#### EXTRACT TO READ

Sine Field explores the interaction between two very different sound sources: bagpipes and electronics. The frequency spectrum of Erwan Keravec’s bagpipes is mirrored and expanded by a stream of electronic sounds from Jan St. Werner. The electronic signal evokes otoacoustic emissions – subtle acoustic reactions triggered in the inner ear by intense and precisely tuned frequencies.
Nicolas Morrish’s composition Midwinter for bagpipes and multi-channel electronics explores harsh, non-linear feedback elements, developing them into tonal textures that give rise to hybrid electronic-acoustic sound phenomena. Midwinter considers the ancient artistic practice of bagpipes from the perspective of current electronic technology and aesthetics. Social aspects of instrumental playing, which combines different blowing techniques from different cultures, weave their way through the multifaceted composition like threads.
Erwan Keravec also presents Wolfgang Mitterer’s Attacca. In his works, Mittlerer develops a language marked by extreme tension and complexity, letting them oscillate between composition and open form. Characteristic features include the combination of contrasting elements, including those from different musical languages, and the constant search for unpredictable musical moments.
Dirk Rothbrust / Jan St. Werner
central spark in the dark (2018)
for percussion and electronics
Commissioned by WDR
Martial Partial (2026)
for percussion and electronics
World Premiere
Erwan Keravec / Jan St. Werner
Sine Field (2026)
for bagpipes and electronics
World Premiere
Nicholas Morrish
Midwinter (2026)
for bagpipes and multi-channel electronics
World Premiere
Wolfgang Mitterer
Attacca (2026)
for bagpipes
World Premiere
Jan St. Werner – electronics
Erwan Keravec – bagpipes
Dirk Rothbrust – percussion
The two concerts Music for Commons Sensed++ and Music for Commons Sensed: No Nation Left But the Imagination are based on the concept Music for Commons Sensed, developed by Jan St. Werner.

#### GIVEN ENTRIES

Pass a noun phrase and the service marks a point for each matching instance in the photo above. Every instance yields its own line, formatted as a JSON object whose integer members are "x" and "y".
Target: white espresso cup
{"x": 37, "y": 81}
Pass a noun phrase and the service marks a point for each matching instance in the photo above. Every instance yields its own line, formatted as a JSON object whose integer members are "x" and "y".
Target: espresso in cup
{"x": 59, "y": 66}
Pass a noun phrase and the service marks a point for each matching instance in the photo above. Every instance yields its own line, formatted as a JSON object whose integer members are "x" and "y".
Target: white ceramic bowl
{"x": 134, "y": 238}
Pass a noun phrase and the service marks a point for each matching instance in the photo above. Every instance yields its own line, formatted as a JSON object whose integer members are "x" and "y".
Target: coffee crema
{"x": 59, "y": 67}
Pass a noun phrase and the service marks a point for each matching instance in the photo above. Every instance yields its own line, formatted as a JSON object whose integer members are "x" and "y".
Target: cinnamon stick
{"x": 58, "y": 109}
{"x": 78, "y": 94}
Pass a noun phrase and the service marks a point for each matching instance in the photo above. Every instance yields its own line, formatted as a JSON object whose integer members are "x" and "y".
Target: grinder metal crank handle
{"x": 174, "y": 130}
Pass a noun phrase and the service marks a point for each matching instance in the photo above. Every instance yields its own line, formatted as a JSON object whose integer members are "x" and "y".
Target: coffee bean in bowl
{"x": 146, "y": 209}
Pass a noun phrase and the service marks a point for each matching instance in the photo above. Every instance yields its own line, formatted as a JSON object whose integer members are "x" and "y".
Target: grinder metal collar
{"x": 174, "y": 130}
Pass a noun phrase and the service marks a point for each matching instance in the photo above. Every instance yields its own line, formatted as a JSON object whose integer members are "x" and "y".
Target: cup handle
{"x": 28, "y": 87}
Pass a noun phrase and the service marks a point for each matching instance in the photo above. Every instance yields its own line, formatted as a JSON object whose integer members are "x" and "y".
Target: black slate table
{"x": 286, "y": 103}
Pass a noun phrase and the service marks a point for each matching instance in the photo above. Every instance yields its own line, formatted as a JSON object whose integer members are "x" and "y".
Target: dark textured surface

#### WRITTEN EXERCISE
In the concert program, which organization commissioned central spark in the dark?

#### REPLY TO THE EXERCISE
WDR